* MATERIAL FOR THIS EXERCISE *
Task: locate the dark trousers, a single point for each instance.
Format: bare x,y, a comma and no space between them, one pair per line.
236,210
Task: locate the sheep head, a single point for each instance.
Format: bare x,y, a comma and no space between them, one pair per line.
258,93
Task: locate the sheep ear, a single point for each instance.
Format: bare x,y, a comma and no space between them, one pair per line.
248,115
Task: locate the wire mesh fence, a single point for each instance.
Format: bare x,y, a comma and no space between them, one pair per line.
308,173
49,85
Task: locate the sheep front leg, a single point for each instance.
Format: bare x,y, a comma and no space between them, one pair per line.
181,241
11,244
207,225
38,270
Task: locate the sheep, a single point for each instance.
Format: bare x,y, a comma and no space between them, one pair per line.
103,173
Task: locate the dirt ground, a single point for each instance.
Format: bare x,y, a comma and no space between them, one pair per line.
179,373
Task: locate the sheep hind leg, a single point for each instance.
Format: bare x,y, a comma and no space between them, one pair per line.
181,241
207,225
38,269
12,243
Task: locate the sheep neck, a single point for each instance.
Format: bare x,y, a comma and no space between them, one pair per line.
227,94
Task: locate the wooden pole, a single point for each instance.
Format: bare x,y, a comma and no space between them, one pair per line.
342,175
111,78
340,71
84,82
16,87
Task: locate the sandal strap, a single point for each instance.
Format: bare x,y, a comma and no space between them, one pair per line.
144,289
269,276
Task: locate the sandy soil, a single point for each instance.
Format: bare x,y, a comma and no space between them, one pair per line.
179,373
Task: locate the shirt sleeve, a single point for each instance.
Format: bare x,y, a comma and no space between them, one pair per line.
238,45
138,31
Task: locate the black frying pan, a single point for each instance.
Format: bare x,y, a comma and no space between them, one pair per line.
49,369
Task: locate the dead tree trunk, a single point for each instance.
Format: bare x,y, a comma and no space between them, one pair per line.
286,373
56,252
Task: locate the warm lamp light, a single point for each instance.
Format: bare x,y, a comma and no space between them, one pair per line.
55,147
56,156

* PROBLEM TO WORK ON *
Take every line from the one containing "Task: locate the wooden" to the end of the listing and output it exactly, with nothing else.

* REPLY TO THE TASK *
Task: locate the wooden pole, a single point for each instance.
Format: bare x,y, a comma and no space between them, one pair per line.
342,175
111,78
340,71
84,82
16,87
Task: locate the sandal strap, a single point for each instance.
Format: bare x,y, a comma and no space between them, one pair per line.
144,289
269,276
Task: locate the sandy soil, a single point for each instance.
Format: bare x,y, a comma and no space between them, one pair per line.
179,373
Task: locate the shirt sleeve, a single point for each instance.
Format: bare x,y, a comma and no space between them, one pair per line.
238,45
138,31
Task: locate the black frying pan, a single point for each instance.
Format: bare x,y, a comma and no space between them, one pair per line.
49,369
Task: locate the dead tree trunk, a single point for each instance.
Format: bare x,y, a comma and no space between them, one pair per line.
286,373
56,252
Task: locate the warm lamp light, a single point for each instance.
Format: bare x,y, a comma and no space between them, one pair per line.
55,147
56,156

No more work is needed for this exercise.